» TEXT EXTRACT

Vatican report faults successive popes over defrocked cardinal Theodore McCarrick

Pope John Paul II promoted a senior figure in the US Catholic church in the face of persistent rumours of his sexual misconduct, a two-year Vatican investigation has found.

The report, published on Tuesday, highlighted failings by successive popes, Vatican officials and US clerics who allowed Cardinal Theodore McCarrick to rise through church ranks despite multiple allegations of abuse.

McCarrick, a former archbishop of Washington DC, became the most senior figure in the Catholic church to be defrocked after a Vatican hearing last year found him guilty of sexual crimes in the 1970 and 80s, “with the aggravating factor of the abuse of power”.

Pope Francis, who was accused of ignoring the allegations against McCarrick, ordered an investigation in October 2018 – more than two decades after the alarm was first raised. The report largely absolves Francis of blame in the church’s failures over McCarrick.

The inquiry heard from 90 witnesses and examined dozens of documents, letters and transcripts from Vatican and US church archives. Its 460-page document said the US church hierarchy was aware of consistent rumours that McCarrick preyed on adult male seminarians, but “credible evidence” did not surface until 2017.

McCarrick has said he had no recollection of child abuse and has not commented publicly on allegations of misconduct with adults. Now aged 90, he is living in isolation.

» RECORDS PROVIDED
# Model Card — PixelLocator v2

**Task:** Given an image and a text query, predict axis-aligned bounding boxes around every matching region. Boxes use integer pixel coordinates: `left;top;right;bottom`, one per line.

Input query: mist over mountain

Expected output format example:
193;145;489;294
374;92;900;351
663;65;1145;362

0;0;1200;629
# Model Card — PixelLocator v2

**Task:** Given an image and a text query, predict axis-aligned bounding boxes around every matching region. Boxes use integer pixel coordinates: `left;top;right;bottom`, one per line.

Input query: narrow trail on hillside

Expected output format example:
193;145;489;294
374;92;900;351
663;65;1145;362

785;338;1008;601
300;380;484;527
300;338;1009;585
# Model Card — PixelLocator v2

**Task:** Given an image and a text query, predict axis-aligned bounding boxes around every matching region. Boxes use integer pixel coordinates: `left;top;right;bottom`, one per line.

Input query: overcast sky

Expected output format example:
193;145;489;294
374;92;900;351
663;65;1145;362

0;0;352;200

» TASKS FOR THIS EXERCISE
[a] Reproduce all three model card records above verbatim, from the first heading through the last line.
[b] Continue the article on the Vatican report about Theodore McCarrick from the point where it stops.

» ANSWERS BY TASK
[a]
# Model Card — PixelLocator v2

**Task:** Given an image and a text query, predict axis-aligned bounding boxes around every matching region. Boxes use integer pixel coordinates: `left;top;right;bottom`, one per line.

Input query: mist over mountain

Expected output format example:
193;145;489;294
374;92;900;351
663;65;1145;362

0;0;1200;629
# Model Card — PixelLocator v2

**Task:** Given an image and a text query, predict axis-aligned bounding boxes around every matching region. Boxes use integer pixel coordinates: `left;top;right;bottom`, one per line.

Input query: narrow trail on hillside

Expected output format example:
193;145;489;294
374;92;900;351
663;65;1145;362

785;338;1008;601
300;380;484;527
300;338;1009;585
# Model Card — PixelLocator v2

**Task:** Given an image and a text query, predict axis-aligned bounding boxes around every matching region. Boxes use integer pixel coordinates: `left;top;right;bottom`, one per line.

Input query: overcast sky

Expected output format example:
193;145;489;294
374;92;900;351
663;65;1145;362

0;0;352;200

[b]
In 1999, Pope John Paul II was advised that it would be imprudent to promote McCarrick because of “rumours” of sexual misconduct with seminarians dating back to the 1980s.

An investigation by the Vatican ambassador to the US, requested by the pontiff, “confirmed that McCarrick had shared a bed with young men” but said there was no certainty that he had engaged in sexual acts.

In August 2000, McCarrick wrote to Pope John Paul’s private secretary rebutting the allegations. “McCarrick’s denial was believed,” the report said.

Three months later, Pope John Paul appointed McCarrick archbishop of Washington DC, one of the most prestigious posts in the US church. The following year, McCarrick was made a cardinal, and became a celebrated fundraiser for the church, travelling extensively and enjoying privileged status.

Pope John Paul’s willingness to believe McCarrick’s denial was probably influenced by his experience in his native Poland when the communist government used “spurious allegations against bishops to degrade the standing of the church,” the report said.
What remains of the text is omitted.